:: Enunciados de tareas ::
(A) Responde estas preguntas con datos del fragmento sobre las pinturas de Torres García:
(i) ¿Cuántas pinturas de Torres García dejaron vacío su espacio en el museo?
(ii) ¿Cuántas de esas obras nunca habían salido de Uruguay?
(iii) ¿Qué datos del viaje de las pinturas no revela Aguerre?
(B) Según el fragmento sobre las pinturas de Torres García, ¿por qué Aguerre evita dar detalles sobre el viaje de las obras? Explícalo en una a tres oraciones.
(C) Reproduce sin cambios la parte del fragmento sobre las pinturas de Torres García que va de "Aguerre recorre los" a "en la palabra.", ambos inclusive.

Aguerre recorre los pasillos del museo que dirige y hace una pausa frente al espacio que ocupaban cinco pinturas de Torres García que ahora aguardan en la otra punta de América. Se trata de Arte Universal, Formas Abstractas y tres Pintura Constructiva, dos de las cuales nunca habían salido de Uruguay.
"La gente a veces piensa que sacamos los cuadros y los colgamos en la pared de otro museo. En realidad hay todo un trabajo detrás, que implica mucha gente, y en el que la confidencialidad es fundamental para que todo salga bien", señala Aguerre, sin revelar fechas específicas, horarios, montos de seguro ni números de vuelo en que viajan las pinturas. El director del MNAV protege a las obras incluso en la palabra.

:: Sección de datos ::
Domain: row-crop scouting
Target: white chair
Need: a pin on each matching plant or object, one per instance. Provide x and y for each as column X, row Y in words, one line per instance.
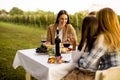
column 112, row 73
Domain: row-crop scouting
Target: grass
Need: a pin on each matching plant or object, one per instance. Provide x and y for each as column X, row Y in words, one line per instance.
column 12, row 38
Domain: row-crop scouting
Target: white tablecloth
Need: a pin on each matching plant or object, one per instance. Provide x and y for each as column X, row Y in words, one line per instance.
column 38, row 67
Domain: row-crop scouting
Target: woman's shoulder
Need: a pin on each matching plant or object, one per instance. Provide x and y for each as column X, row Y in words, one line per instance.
column 51, row 26
column 70, row 25
column 100, row 41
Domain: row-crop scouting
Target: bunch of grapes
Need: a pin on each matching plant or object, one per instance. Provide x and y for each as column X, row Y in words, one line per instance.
column 41, row 49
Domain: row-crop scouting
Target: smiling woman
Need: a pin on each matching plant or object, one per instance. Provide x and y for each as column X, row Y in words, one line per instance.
column 33, row 5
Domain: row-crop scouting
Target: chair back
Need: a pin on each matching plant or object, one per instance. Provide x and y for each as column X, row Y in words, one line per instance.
column 112, row 73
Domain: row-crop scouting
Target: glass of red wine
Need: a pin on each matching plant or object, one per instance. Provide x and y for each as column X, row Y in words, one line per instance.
column 66, row 45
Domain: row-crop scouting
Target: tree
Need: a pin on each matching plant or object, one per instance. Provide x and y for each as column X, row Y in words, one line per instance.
column 16, row 11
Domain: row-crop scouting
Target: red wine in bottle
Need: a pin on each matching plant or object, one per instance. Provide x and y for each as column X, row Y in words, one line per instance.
column 57, row 44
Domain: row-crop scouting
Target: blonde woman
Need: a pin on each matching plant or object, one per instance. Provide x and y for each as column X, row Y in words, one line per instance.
column 102, row 51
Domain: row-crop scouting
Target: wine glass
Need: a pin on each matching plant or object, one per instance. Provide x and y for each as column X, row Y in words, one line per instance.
column 43, row 38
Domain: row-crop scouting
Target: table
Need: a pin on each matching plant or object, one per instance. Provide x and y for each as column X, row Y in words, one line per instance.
column 36, row 65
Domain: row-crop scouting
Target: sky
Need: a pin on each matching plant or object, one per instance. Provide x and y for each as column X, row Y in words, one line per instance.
column 55, row 6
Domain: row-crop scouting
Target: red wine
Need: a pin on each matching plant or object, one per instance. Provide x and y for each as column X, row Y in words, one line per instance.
column 57, row 44
column 66, row 45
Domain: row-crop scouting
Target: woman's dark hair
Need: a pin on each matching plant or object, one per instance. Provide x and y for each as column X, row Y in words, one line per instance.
column 60, row 13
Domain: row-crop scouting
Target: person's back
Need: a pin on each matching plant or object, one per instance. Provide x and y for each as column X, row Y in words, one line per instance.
column 109, row 27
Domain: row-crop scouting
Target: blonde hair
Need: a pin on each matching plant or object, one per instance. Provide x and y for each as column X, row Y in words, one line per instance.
column 109, row 26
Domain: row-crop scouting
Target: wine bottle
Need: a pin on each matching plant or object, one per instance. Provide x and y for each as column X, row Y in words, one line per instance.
column 57, row 44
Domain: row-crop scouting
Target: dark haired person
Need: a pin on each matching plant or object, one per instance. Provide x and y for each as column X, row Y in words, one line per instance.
column 66, row 30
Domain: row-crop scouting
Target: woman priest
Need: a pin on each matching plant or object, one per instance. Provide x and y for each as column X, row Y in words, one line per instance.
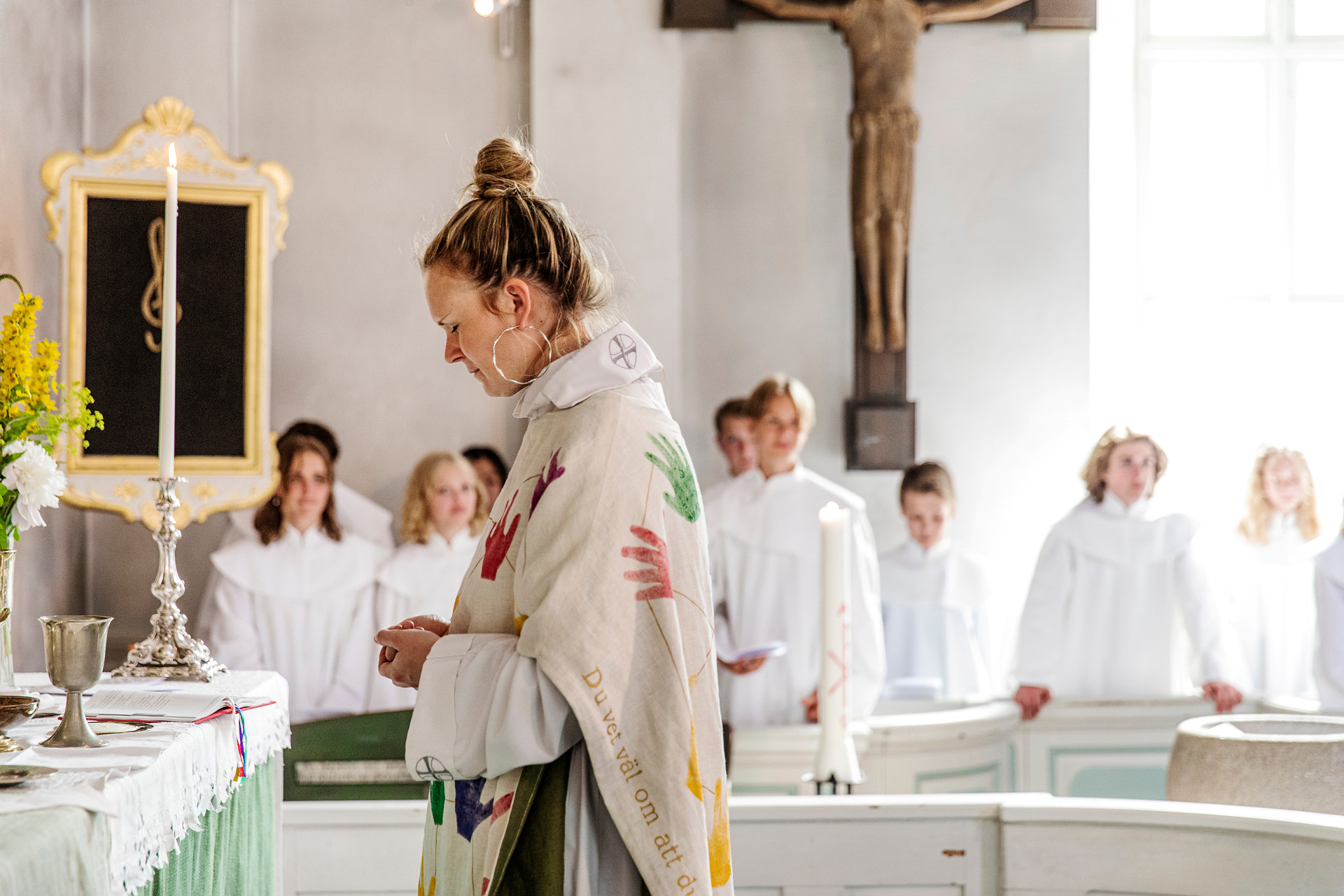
column 569, row 716
column 442, row 517
column 300, row 598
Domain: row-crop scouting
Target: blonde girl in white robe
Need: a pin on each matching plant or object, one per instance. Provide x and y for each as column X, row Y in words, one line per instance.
column 1119, row 593
column 569, row 716
column 442, row 517
column 934, row 599
column 299, row 598
column 1269, row 577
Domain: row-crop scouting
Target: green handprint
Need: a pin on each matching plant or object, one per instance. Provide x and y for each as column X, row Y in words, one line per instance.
column 676, row 468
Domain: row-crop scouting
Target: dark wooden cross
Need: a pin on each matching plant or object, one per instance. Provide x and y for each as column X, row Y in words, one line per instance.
column 882, row 34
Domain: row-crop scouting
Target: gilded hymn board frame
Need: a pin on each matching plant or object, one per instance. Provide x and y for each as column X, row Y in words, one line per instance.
column 238, row 213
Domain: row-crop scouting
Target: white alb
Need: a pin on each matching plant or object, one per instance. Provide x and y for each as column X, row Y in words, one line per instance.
column 1120, row 608
column 934, row 612
column 1273, row 608
column 765, row 566
column 304, row 608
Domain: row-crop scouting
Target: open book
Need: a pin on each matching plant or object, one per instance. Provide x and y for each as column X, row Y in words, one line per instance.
column 163, row 706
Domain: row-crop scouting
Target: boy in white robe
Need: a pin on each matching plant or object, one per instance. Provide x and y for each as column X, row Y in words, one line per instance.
column 765, row 555
column 1329, row 628
column 299, row 598
column 934, row 599
column 355, row 514
column 1269, row 575
column 733, row 437
column 1117, row 596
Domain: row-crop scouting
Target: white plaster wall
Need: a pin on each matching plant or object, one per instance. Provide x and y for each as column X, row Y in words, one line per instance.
column 997, row 261
column 713, row 164
column 999, row 284
column 606, row 128
column 377, row 109
column 39, row 109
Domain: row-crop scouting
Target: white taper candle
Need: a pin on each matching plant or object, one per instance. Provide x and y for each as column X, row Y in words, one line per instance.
column 168, row 368
column 835, row 750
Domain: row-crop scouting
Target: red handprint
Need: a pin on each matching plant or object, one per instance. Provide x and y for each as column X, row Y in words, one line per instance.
column 499, row 542
column 546, row 479
column 660, row 577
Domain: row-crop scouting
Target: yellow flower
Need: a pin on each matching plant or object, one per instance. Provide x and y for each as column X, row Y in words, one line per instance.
column 17, row 346
column 43, row 372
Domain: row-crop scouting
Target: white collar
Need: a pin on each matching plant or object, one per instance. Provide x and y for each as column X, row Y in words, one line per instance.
column 315, row 535
column 918, row 552
column 1281, row 523
column 781, row 479
column 438, row 543
column 1112, row 505
column 613, row 359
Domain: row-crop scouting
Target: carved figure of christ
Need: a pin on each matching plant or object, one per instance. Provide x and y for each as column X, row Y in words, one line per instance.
column 883, row 128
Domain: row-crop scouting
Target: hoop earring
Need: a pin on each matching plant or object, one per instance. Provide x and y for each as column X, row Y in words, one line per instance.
column 550, row 356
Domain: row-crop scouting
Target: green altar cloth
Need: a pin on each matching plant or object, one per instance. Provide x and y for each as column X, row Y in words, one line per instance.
column 234, row 850
column 61, row 850
column 64, row 850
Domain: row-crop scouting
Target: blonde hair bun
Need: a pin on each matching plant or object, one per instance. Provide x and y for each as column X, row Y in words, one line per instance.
column 504, row 168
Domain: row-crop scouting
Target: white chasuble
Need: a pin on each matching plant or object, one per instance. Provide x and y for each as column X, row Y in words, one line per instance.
column 304, row 608
column 765, row 559
column 934, row 613
column 1329, row 628
column 594, row 567
column 1120, row 608
column 1273, row 608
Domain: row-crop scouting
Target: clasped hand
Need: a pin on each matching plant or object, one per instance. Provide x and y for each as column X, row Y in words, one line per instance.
column 405, row 647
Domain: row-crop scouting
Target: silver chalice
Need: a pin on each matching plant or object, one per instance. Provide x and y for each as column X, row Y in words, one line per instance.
column 76, row 648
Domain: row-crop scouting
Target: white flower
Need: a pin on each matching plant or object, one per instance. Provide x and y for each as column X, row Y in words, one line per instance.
column 36, row 480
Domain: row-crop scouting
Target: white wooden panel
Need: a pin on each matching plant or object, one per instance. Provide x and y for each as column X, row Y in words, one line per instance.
column 867, row 858
column 1078, row 858
column 353, row 848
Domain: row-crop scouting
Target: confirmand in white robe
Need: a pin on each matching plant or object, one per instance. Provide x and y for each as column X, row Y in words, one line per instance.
column 934, row 610
column 417, row 580
column 304, row 608
column 1120, row 608
column 765, row 564
column 584, row 624
column 1273, row 608
column 354, row 514
column 1329, row 628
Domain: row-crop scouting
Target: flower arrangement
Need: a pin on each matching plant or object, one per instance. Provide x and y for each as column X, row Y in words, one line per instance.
column 34, row 412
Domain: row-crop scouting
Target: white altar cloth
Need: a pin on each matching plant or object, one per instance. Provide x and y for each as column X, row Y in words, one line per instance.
column 152, row 785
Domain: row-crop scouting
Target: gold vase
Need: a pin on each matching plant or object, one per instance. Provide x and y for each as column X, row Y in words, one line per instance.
column 6, row 620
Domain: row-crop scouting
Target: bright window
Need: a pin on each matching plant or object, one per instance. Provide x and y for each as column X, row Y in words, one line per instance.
column 1218, row 238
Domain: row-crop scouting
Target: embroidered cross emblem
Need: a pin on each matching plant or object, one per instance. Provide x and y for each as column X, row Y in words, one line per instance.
column 624, row 352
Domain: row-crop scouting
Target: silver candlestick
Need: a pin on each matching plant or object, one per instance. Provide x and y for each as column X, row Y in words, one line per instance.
column 169, row 652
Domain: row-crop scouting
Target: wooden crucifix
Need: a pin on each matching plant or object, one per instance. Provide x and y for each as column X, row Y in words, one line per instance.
column 882, row 36
column 883, row 127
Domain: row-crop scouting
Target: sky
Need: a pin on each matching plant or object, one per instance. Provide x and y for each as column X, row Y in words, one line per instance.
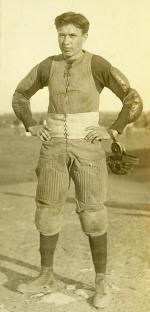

:: Soluciones de tareas ::
(A)
(i) Cinco.
(ii) Dos.
(iii) Las fechas específicas, los horarios, los montos de seguro y los números de vuelo.

(B) Aguerre sostiene que detrás de sacar los cuadros hay un trabajo que implica mucha gente. En ese trabajo la confidencialidad es fundamental para que todo salga bien.

(C)
Aguerre recorre los pasillos del museo que dirige y hace una pausa frente al espacio que ocupaban cinco pinturas de Torres García que ahora aguardan en la otra punta de América. Se trata de Arte Universal, Formas Abstractas y tres Pintura Constructiva, dos de las cuales nunca habían salido de Uruguay.
"La gente a veces piensa que sacamos los cuadros y los colgamos en la pared de otro museo. En realidad hay todo un trabajo detrás, que implica mucha gente, y en el que la confidencialidad es fundamental para que todo salga bien", señala Aguerre, sin revelar fechas específicas, horarios, montos de seguro ni números de vuelo en que viajan las pinturas. El director del MNAV protege a las obras incluso en la palabra.